* RECORD SET
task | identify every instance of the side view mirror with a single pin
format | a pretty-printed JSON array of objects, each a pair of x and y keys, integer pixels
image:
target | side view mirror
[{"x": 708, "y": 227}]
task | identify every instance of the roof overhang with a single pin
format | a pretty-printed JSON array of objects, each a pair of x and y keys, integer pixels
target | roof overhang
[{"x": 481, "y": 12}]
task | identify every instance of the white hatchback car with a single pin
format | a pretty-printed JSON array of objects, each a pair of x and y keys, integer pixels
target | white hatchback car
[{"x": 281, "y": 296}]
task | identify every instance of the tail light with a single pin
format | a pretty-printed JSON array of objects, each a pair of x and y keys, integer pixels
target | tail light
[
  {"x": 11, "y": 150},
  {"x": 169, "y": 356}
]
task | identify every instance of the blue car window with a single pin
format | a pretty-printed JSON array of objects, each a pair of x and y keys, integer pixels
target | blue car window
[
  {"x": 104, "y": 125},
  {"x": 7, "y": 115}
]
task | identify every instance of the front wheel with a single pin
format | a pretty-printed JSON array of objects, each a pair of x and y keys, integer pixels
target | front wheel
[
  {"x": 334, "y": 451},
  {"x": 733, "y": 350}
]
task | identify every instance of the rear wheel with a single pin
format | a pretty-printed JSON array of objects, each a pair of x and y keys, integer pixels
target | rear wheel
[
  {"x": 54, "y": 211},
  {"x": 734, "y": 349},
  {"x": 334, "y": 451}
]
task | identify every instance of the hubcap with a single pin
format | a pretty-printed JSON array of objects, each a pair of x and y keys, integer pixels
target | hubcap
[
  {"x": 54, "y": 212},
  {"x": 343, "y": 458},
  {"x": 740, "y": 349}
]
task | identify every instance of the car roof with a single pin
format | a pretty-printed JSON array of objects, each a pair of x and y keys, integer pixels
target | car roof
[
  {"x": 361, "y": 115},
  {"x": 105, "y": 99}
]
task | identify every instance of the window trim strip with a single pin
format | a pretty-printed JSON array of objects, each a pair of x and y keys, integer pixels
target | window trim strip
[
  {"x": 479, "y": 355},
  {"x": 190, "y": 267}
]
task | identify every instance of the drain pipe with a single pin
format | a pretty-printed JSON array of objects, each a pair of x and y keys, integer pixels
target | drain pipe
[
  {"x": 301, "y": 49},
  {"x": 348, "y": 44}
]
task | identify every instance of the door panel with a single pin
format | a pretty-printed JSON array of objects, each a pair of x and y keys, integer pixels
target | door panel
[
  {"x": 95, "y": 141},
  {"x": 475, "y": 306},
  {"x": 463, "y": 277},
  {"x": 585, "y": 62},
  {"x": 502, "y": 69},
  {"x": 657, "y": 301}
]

* TASK DIRECTIONS
Among the entries above, the lines between the ones containing "task | identify every instance of the car" and "task | identify every instance of the drain", inclusive, are to be transcribed exactly. No other line is to be given.

* TASK RESULT
task | identify every instance of the car roof with a single pin
format | a pretty-printed JSON array of objects, each a pair of x and y keys, integer pixels
target | car roof
[
  {"x": 361, "y": 115},
  {"x": 105, "y": 99}
]
task | identify every instance of the window trim strip with a single pin
format | a pretty-printed JSON array of objects, each a pair of x and y keys, integer pixels
target | window trim strip
[
  {"x": 479, "y": 355},
  {"x": 190, "y": 267}
]
task | identify every instance of the drain pipe with a single pin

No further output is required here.